**Document segment**
[Start]

Random Number Generation
Cryptographically secure random number generators (CSPRNGs) are essential for generating keys, nonces, and other security-critical random values.
Available Random Number Generators
Deterministic Random Bit Generators
HMAC-DRBG
NIST-approved deterministic random bit generator based on HMAC.
- Hash Functions: SHA-256, SHA-512, SHA-1
- Security Level: Based on underlying hash function
- Seed Length: Varies by hash function
- Use Cases: Key generation, nonce generation, cryptographic protocols
Algorithm Details
HMAC-DRBG Features
- Deterministic: Same seed produces same output sequence
- Backtracking Resistance: Previous outputs can’t be computed from current state
- Prediction Resistance: Future outputs can’t be predicted from current state
- Reseedable: Can incorporate fresh entropy
- NIST Approved: SP 800-90A compliant
Security Properties
Entropy Requirements
- Initial Seed: Must have sufficient entropy (≥ security strength)
- Reseeding: Periodic reseeding with fresh entropy recommended
- Personalization: Optional personalization string for domain separation
- Additional Input: Optional additional input for each generation
Security Levels
| Hash Function | Security Strength | Min Entropy | Max Requests | |—————|——————-|————-|————–| | SHA-1 | 80 bits | 80 bits | 2^48 | | SHA-256 | 128 bits | 128 bits | 2^48 | | SHA-512 | 256 bits | 256 bits | 2^48 |
Use Cases
Key Generation
# Generate cryptographic keys
drbg = HMAC_DRBG(entropy_source=os.urandom(32))
aes_key = drbg.generate(32) # 256-bit AES key
hmac_key = drbg.generate(32) # HMAC key
Nonce Generation
# Generate unique nonces
drbg = HMAC_DRBG(entropy_source=secure_entropy)
nonce = drbg.generate(12) # 96-bit nonce for GCM
Protocol Randomness
# Generate protocol-specific random values
drbg = HMAC_DRBG(
entropy_source=entropy,
personalization=b"TLS_1_3_CLIENT"
)
client_random = drbg.generate(32)
Best Practices
Entropy Sources
- Use high-quality entropy sources (hardware RNG, OS entropy)

[End]

**Provided material**
[Start]

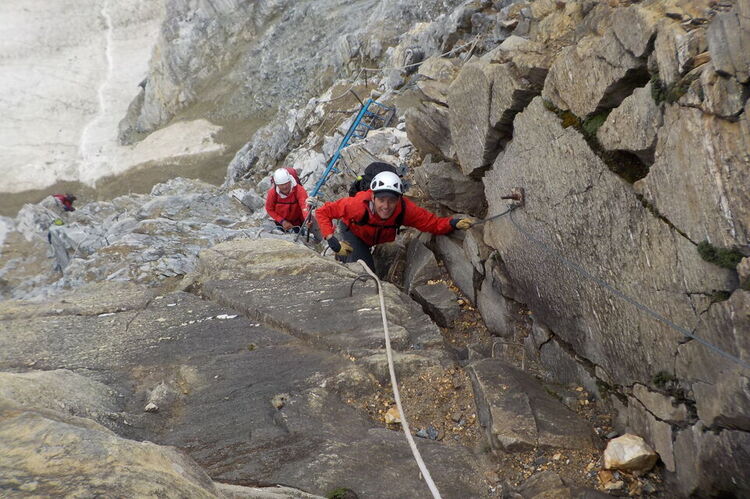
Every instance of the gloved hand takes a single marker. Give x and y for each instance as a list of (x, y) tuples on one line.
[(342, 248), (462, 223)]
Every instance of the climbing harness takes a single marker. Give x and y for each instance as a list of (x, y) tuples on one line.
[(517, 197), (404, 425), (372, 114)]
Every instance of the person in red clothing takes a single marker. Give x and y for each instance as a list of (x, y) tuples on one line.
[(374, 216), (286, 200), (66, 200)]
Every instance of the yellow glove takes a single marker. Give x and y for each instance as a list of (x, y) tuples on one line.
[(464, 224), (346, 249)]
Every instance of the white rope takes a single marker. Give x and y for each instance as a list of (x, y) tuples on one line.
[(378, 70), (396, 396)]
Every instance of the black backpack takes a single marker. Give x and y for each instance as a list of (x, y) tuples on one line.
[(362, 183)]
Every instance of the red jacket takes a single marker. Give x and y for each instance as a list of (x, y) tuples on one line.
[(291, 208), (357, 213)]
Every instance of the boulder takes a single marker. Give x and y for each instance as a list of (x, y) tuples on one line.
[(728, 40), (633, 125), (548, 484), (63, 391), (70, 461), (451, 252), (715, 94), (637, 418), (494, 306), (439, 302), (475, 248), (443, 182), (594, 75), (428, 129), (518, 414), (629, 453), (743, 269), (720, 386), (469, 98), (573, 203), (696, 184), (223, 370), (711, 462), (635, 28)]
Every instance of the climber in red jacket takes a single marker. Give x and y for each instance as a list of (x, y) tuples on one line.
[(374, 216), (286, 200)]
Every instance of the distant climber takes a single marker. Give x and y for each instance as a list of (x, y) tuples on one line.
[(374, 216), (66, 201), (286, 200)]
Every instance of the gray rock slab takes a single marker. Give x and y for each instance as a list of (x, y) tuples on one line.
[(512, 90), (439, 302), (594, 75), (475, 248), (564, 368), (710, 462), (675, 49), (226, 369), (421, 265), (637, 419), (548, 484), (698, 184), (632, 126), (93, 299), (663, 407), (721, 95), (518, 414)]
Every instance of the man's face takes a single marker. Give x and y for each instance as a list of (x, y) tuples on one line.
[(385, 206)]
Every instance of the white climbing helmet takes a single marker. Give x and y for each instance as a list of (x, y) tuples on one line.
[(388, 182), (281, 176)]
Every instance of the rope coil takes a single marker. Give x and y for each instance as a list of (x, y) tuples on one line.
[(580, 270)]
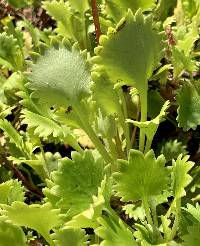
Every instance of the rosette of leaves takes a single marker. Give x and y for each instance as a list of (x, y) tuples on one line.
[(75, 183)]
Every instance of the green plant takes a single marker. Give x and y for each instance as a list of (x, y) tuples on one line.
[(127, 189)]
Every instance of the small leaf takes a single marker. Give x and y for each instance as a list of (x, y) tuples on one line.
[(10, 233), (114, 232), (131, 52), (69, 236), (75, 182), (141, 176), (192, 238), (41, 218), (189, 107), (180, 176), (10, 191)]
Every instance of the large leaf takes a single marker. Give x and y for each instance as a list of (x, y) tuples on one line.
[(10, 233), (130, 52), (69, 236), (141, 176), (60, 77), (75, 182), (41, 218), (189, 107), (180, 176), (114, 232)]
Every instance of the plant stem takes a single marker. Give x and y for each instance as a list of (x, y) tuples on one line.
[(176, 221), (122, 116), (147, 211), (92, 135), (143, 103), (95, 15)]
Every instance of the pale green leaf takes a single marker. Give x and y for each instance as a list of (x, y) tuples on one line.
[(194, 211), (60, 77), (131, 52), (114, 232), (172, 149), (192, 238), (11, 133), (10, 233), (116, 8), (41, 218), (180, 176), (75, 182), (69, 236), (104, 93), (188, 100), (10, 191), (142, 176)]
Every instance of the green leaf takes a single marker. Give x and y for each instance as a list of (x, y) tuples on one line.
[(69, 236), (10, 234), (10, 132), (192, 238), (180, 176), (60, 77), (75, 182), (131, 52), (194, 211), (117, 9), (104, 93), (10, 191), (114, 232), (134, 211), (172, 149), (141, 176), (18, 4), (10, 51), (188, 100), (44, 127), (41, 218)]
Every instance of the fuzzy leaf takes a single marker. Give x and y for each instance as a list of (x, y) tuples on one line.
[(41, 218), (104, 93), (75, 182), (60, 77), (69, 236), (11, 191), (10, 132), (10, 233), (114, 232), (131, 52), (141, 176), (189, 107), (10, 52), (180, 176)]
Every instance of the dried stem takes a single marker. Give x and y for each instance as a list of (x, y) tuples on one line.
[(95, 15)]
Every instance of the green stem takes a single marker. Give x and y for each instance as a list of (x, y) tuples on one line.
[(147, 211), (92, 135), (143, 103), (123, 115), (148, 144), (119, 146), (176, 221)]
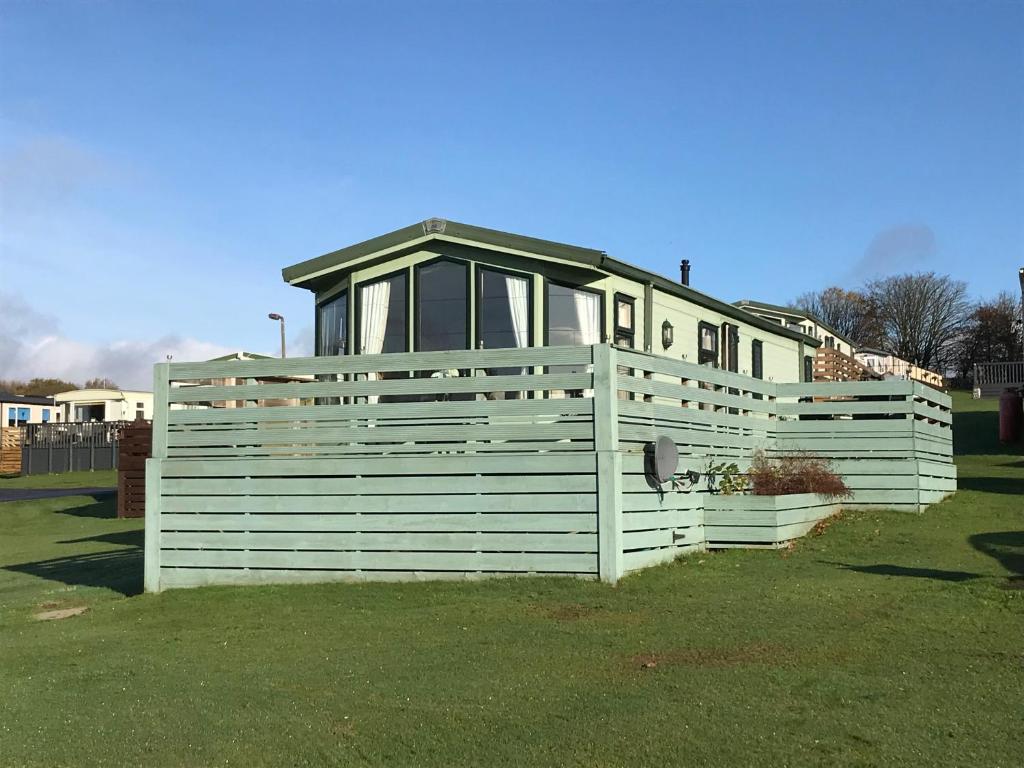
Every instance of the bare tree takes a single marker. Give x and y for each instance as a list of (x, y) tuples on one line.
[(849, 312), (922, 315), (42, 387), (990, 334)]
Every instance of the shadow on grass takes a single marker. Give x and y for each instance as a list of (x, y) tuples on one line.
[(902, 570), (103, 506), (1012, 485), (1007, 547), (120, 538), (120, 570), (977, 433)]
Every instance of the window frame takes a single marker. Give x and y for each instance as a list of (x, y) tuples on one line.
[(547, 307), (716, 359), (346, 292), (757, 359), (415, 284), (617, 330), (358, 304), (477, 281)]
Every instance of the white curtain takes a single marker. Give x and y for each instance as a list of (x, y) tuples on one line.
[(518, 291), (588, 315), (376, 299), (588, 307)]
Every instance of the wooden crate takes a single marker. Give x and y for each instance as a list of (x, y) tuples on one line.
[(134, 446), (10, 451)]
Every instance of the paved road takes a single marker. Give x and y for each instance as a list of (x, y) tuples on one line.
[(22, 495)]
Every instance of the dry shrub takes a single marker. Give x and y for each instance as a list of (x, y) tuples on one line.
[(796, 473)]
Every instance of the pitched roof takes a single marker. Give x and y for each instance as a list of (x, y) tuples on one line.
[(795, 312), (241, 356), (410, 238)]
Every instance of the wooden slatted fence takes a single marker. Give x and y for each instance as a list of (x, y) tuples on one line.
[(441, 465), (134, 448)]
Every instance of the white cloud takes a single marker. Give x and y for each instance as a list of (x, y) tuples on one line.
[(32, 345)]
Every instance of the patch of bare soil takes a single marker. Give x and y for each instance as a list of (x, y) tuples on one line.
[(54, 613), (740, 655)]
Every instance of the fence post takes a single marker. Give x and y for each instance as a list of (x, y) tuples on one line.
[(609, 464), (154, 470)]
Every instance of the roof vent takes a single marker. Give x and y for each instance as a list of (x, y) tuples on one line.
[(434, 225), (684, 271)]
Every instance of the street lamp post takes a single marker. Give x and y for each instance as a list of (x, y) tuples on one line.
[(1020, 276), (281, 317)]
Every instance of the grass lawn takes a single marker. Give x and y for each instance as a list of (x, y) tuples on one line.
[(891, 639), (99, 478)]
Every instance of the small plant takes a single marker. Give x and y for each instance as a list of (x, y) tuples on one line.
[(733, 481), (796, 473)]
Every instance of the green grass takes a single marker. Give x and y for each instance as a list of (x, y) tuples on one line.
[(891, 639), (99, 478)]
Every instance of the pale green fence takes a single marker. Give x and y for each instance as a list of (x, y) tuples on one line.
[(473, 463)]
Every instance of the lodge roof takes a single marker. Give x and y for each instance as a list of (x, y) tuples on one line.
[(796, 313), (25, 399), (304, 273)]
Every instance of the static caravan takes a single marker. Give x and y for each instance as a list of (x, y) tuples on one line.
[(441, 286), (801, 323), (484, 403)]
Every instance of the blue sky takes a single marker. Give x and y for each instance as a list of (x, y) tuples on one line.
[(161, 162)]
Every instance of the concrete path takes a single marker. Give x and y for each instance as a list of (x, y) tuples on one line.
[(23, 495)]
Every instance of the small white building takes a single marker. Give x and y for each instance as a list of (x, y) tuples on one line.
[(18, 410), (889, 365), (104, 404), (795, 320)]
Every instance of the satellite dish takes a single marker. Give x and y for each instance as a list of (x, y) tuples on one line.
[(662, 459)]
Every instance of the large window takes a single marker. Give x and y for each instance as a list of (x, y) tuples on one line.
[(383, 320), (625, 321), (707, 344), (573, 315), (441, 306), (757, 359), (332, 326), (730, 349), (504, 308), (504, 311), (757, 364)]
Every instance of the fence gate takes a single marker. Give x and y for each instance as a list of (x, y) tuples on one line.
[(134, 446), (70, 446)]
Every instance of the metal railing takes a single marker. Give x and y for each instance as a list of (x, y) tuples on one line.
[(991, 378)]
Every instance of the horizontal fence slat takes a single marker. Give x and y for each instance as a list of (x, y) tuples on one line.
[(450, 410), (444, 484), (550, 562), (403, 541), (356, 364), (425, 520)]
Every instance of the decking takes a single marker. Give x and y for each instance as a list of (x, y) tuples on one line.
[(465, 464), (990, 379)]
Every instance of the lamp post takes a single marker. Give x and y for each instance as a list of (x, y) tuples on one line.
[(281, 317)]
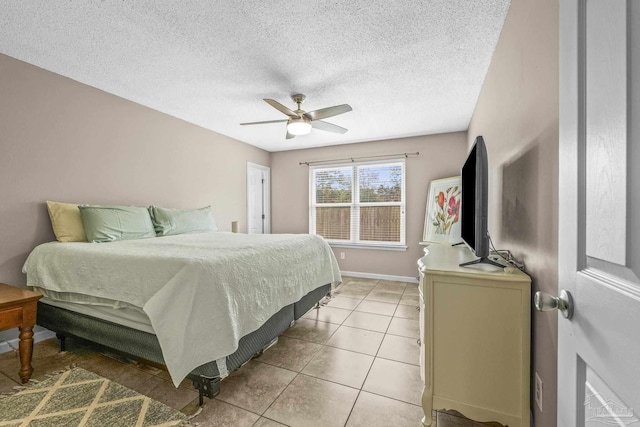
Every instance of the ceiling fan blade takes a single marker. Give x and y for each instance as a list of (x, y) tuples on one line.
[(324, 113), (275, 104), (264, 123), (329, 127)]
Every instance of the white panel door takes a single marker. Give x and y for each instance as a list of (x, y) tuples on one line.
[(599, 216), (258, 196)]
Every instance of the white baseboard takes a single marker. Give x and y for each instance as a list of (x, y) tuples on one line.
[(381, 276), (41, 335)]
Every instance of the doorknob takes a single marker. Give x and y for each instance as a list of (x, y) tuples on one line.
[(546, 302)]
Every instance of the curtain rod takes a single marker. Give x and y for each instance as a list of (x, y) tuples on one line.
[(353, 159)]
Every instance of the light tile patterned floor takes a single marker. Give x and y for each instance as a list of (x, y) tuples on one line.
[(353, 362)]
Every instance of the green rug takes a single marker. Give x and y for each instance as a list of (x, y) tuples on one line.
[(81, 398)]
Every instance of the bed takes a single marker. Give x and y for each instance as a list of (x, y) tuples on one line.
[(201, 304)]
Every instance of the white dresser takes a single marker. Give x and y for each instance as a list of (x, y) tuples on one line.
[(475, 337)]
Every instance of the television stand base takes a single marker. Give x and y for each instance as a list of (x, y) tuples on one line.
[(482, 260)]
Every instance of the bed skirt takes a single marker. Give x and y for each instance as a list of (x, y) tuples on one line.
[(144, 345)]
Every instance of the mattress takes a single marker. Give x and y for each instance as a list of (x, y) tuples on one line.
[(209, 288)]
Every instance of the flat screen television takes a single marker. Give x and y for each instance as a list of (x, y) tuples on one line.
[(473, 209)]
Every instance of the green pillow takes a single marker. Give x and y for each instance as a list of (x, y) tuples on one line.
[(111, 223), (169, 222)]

[End]

**Problems to solve**
1) According to the random number generation page above, what standard is HMAC-DRBG compliant with?
2) Reproduce word for word the part of the random number generation page above, from "- Reseeding: Periodic" up to and including "drbg = HMAC_DRBG(entropy_source=secure_entropy)".

**Answers per task**
1) SP 800-90A

2)
- Reseeding: Periodic reseeding with fresh entropy recommended
- Personalization: Optional personalization string for domain separation
- Additional Input: Optional additional input for each generation
Security Levels
| Hash Function | Security Strength | Min Entropy | Max Requests | |—————|——————-|————-|————–| | SHA-1 | 80 bits | 80 bits | 2^48 | | SHA-256 | 128 bits | 128 bits | 2^48 | | SHA-512 | 256 bits | 256 bits | 2^48 |
Use Cases
Key Generation
# Generate cryptographic keys
drbg = HMAC_DRBG(entropy_source=os.urandom(32))
aes_key = drbg.generate(32) # 256-bit AES key
hmac_key = drbg.generate(32) # HMAC key
Nonce Generation
# Generate unique nonces
drbg = HMAC_DRBG(entropy_source=secure_entropy)